**Consegna:**
Riporti testualmente il passo del testo sul congedo di maternità da "Congedo di maternità: a" a "in amministrazioni pubbliche.".
╭─ Testo del documento
La durata complessiva del congedo di maternità può essere superiore ai cinque mesi solo nel caso in cui il parto avvenga prima dei due mesi precedenti la data presunta (ad esempio, se il bambino nasce per qualsiasi motivo prima di finire il settimo mese di gravidanza). In questo caso, la lavoratrice ha diritto alla copertura del congedo:
- tutti i giorni che trascorrono tra la data effettiva del parto e la data prevista per l’inizio dell’assenza obbligatoria (due mesi antecedenti quella che era la data presunta del parto);
- i cinque mesi previsti per la normale maternità.
Congedo di maternità: a chi spetta?
Come conferma l’Inps nella sezione dedicata, il congedo di maternità spetta alle lavoratrici:
- dipendenti ed assicurate all’Inps anche per la maternità (comprese anche quelle ex Ipsema);
- apprendiste, operaie, impiegate e dirigenti con un rapporto di lavoro in corso all’inizio del congedo;
- disoccupate e sospese secondo quanto disposto dal Testo Unico 151 del 2001;
- agricole, sia con contratto a tempo determinato sia indeterminato, in possesso della qualità di bracciante, iscritte agli elenchi nominativi annuali per almeno 51 giornate di lavoro agricolo;
- colf e badanti;
- a domicilio;
- impegnate in attività socialmente utili o di pubblica utilità;
- iscritte alla Gestione Separata Inps e non pensionate, in possesso del requisito contributivo per finanziare le prestazioni economiche di maternità;
- dipendenti in amministrazioni pubbliche.
Congedo di maternità: quali diritti al rientro?
Veniamo al punto: che cosa spetta alla lavoratrice che ha terminato il periodo di congedo e quali sono i diritti di chi rientra dalla maternità? Li elenchiamo brevemente:
- il diritto di conservare il posto di lavoro: significa che la dipendente non può essere licenziata dall’inizio della gravidanza fino al compimento dell’anno di età del bambino. Il rapporto può finire solo per giusta causa, perché termina il contratto a tempo determinato o in caso di cessazione dell’attività dell’azienda;
- il diritto di rientrare nella stessa unità produttiva: significa che la dipendente deve riprendere l’attività nel medesimo luogo in cui era impegnata al momento di restare a casa in congedo oppure in un’altra unità dello stesso Comune. Il tutto, purché non si crei una situazione di maggiore disagio rispetto a quella esistente prima del congedo. In tal luogo, deve restare almeno fino al compimento dell’anno di età del bambino;
- il diritto a mantenere la stessa mansione: significa che la dipendente, al rientro, deve svolgere lo stesso lavoro o una mansione equivalente rispetto a prima del congedo;
- il diritto a non essere trasferita: significa che non può essere chiesto alla lavoratrice di lavorare in un’altra sede fino al compimento dei tre anni di età del bambino senza il suo consenso;
- il diritto a dare le dimissioni senza preavviso: la richiesta presentata durante i primi tre anni di vita del bambino va convalidata dal Servizio ispezione della Direzione territoriale del Lavoro e la dipendente non è tenuta a rispettare il periodo di preavviso. La lavoratrice avrà anche, in questo caso, diritto alla Naspi.
╰─
╭─ Contenuto dei dati
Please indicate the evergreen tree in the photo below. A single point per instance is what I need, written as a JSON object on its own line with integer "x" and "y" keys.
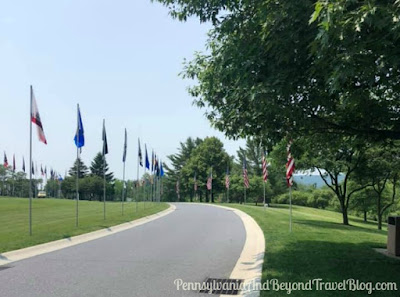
{"x": 97, "y": 168}
{"x": 83, "y": 170}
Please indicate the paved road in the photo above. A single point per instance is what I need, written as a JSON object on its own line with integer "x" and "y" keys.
{"x": 192, "y": 243}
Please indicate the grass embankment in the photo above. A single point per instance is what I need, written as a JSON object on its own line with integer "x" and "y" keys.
{"x": 321, "y": 247}
{"x": 55, "y": 219}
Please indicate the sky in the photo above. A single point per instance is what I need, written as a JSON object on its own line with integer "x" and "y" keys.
{"x": 119, "y": 60}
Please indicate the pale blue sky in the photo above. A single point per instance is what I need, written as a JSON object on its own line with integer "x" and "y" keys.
{"x": 118, "y": 59}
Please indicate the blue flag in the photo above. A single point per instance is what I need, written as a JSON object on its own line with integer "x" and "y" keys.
{"x": 146, "y": 158}
{"x": 79, "y": 137}
{"x": 161, "y": 169}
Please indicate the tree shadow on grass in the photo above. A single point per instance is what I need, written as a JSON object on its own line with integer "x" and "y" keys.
{"x": 304, "y": 260}
{"x": 339, "y": 226}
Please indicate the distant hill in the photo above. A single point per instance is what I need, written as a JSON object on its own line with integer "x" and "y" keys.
{"x": 313, "y": 179}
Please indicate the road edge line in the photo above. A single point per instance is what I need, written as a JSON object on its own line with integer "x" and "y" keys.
{"x": 43, "y": 248}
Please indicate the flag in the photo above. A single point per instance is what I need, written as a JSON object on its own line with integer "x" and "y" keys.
{"x": 195, "y": 182}
{"x": 152, "y": 161}
{"x": 289, "y": 166}
{"x": 161, "y": 170}
{"x": 146, "y": 158}
{"x": 227, "y": 181}
{"x": 105, "y": 145}
{"x": 35, "y": 118}
{"x": 209, "y": 181}
{"x": 79, "y": 136}
{"x": 245, "y": 175}
{"x": 265, "y": 168}
{"x": 125, "y": 147}
{"x": 5, "y": 164}
{"x": 140, "y": 154}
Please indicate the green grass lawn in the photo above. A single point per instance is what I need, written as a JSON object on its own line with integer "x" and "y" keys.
╰─
**Risposta scritta:**
Congedo di maternità: a chi spetta?
Come conferma l’Inps nella sezione dedicata, il congedo di maternità spetta alle lavoratrici:
- dipendenti ed assicurate all’Inps anche per la maternità (comprese anche quelle ex Ipsema);
- apprendiste, operaie, impiegate e dirigenti con un rapporto di lavoro in corso all’inizio del congedo;
- disoccupate e sospese secondo quanto disposto dal Testo Unico 151 del 2001;
- agricole, sia con contratto a tempo determinato sia indeterminato, in possesso della qualità di bracciante, iscritte agli elenchi nominativi annuali per almeno 51 giornate di lavoro agricolo;
- colf e badanti;
- a domicilio;
- impegnate in attività socialmente utili o di pubblica utilità;
- iscritte alla Gestione Separata Inps e non pensionate, in possesso del requisito contributivo per finanziare le prestazioni economiche di maternità;
- dipendenti in amministrazioni pubbliche.